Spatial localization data
- Opening Delimiter -
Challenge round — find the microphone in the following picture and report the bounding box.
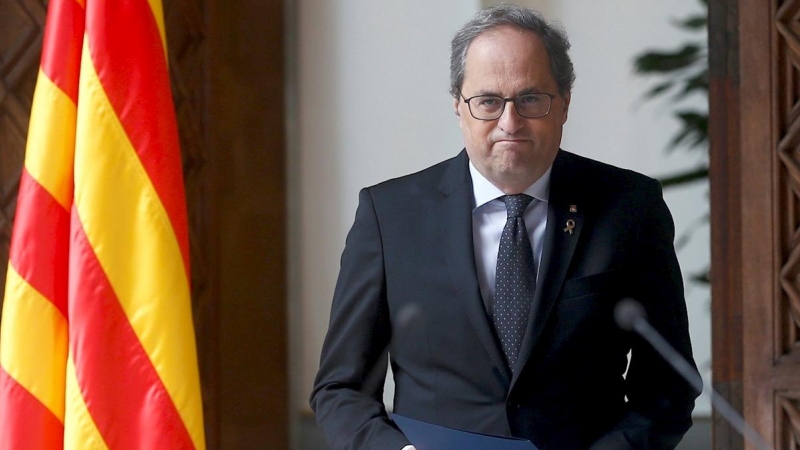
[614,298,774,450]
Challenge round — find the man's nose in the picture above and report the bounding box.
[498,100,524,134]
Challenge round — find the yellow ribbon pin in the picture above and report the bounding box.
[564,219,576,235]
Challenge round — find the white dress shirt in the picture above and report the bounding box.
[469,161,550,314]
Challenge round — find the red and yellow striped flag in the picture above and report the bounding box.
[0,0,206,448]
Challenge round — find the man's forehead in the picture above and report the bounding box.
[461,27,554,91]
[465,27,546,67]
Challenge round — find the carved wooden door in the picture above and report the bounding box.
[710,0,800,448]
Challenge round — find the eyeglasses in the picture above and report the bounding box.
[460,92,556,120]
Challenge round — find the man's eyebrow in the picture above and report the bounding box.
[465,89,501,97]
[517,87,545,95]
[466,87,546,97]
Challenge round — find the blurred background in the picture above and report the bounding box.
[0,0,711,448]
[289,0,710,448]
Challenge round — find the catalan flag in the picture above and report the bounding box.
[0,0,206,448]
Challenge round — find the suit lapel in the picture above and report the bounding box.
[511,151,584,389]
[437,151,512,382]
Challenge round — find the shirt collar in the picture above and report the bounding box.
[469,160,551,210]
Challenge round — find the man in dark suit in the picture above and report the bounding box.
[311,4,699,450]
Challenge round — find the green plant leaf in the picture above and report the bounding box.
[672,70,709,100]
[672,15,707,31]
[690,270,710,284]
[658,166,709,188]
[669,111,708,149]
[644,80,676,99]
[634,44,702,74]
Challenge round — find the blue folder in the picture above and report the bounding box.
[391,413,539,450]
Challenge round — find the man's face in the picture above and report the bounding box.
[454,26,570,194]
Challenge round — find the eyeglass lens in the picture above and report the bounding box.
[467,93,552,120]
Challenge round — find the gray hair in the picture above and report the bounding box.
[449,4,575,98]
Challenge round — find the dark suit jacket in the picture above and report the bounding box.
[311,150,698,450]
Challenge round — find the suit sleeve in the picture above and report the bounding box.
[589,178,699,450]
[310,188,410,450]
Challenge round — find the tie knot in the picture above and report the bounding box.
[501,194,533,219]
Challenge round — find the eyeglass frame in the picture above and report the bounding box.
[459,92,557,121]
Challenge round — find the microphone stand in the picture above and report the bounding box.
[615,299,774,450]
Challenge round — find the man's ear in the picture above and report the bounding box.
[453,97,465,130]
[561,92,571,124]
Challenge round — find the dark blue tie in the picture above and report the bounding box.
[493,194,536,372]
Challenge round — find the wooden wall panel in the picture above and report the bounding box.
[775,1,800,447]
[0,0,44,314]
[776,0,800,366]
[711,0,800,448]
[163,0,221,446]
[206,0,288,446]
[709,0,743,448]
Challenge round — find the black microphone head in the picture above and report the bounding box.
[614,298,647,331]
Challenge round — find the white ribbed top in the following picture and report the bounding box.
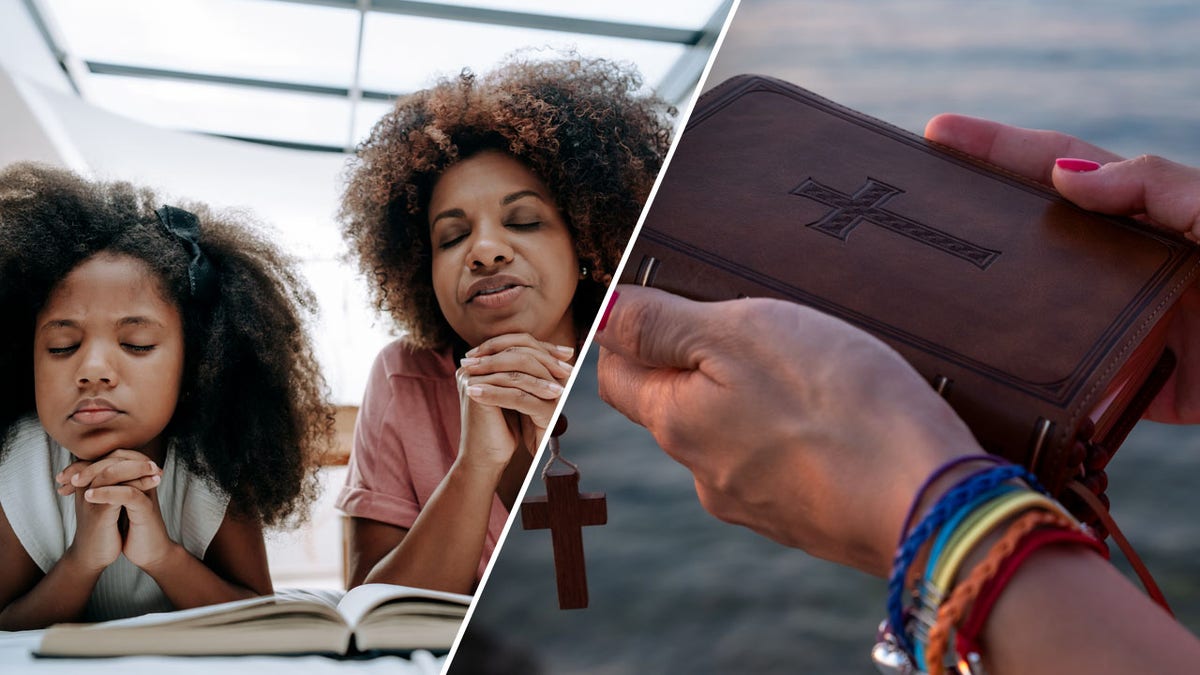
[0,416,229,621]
- Closing Delimiter -
About this task >>
Nothing but the pictures may be dropped; output the records above exactly.

Task result >>
Challenge round — find the microphone in the following picture and report the bounding box.
[614,298,774,450]
Challenge round — find the man's nose in the picture above and report the bounding box.
[498,100,524,134]
Challenge round — find the yellow ribbon pin in the picture above and report the bounding box.
[564,219,576,235]
Challenge round — find the white dress shirt in the picture above and report the bounding box.
[469,161,550,314]
Challenge round — find the red and yellow striped flag in the picture above and report the bounding box.
[0,0,206,448]
Challenge round — find the man's forehead in the picture above and report the bounding box.
[461,27,554,91]
[465,27,546,67]
Challenge round — find the carved wooden door in the picture above and report the bounding box.
[710,0,800,448]
Challenge round — find the eyeglasses in the picture above and report the bounding box.
[460,92,556,120]
Challenge round — find the man's eyebrow in the picture above and report the bounding box.
[465,89,501,97]
[517,87,545,95]
[466,87,546,97]
Challenge round — find the blurred background in the picture above and report the bounding box.
[0,0,711,448]
[289,0,710,448]
Challenge round — find the catalan flag in the picture above and report the bounding box.
[0,0,206,448]
Challenge round — find the suit lapel in the picture above and report the bounding box.
[511,151,584,389]
[437,151,512,382]
Challenge round — find the shirt collar in the picture above and report the bounding box.
[469,160,551,210]
Challenge round — find the man in dark suit in the picture above and report the bounding box.
[311,4,699,450]
Challenge round — find the green plant leaf in the picture above and report the bounding box.
[672,70,709,100]
[672,15,707,31]
[690,270,710,284]
[658,166,709,188]
[669,111,708,149]
[644,80,676,99]
[634,44,702,74]
Challenge round — find the blue folder in the picture above and report the bounding box.
[391,413,539,450]
Challenge round — find the man's face in the picture above and report the bounding box.
[454,26,570,194]
Challenge round — find the eyeglass lens in the picture above and report the bounding box.
[467,93,552,120]
Challenge round — find the gray hair in the picture above and report the bounding box.
[449,4,575,98]
Challenge round — find the dark suit jacket in the picture above and report the bounding box.
[311,150,698,450]
Challenge round — find the suit sleeve in the picture above and report the bounding box.
[589,178,699,450]
[310,188,410,450]
Challenge round — find the tie knot in the picture above and report the bounding box.
[501,194,533,219]
Challenge round — find the eyeglass frame in the picture above and report the bounding box.
[459,92,557,121]
Challenge round — find the microphone stand in the picture above and report the bounding box.
[615,299,774,450]
Challenge round — find the man's ear in the picture above and report the bounding box.
[453,97,465,130]
[561,92,571,124]
Challenge round — find the dark blue tie in the picture above and report the bounding box.
[493,194,536,372]
Challenge round — find the wooden wall panel in the picture above and report the bounding box.
[775,1,800,447]
[0,0,44,314]
[776,0,800,366]
[711,0,800,448]
[163,0,221,446]
[206,0,288,446]
[709,0,743,448]
Challenge round — find the black microphone head in the picture above and report the bounding box.
[614,298,647,331]
Challenge round — find the white ribbed top in the following picture and report the bounding box.
[0,416,229,621]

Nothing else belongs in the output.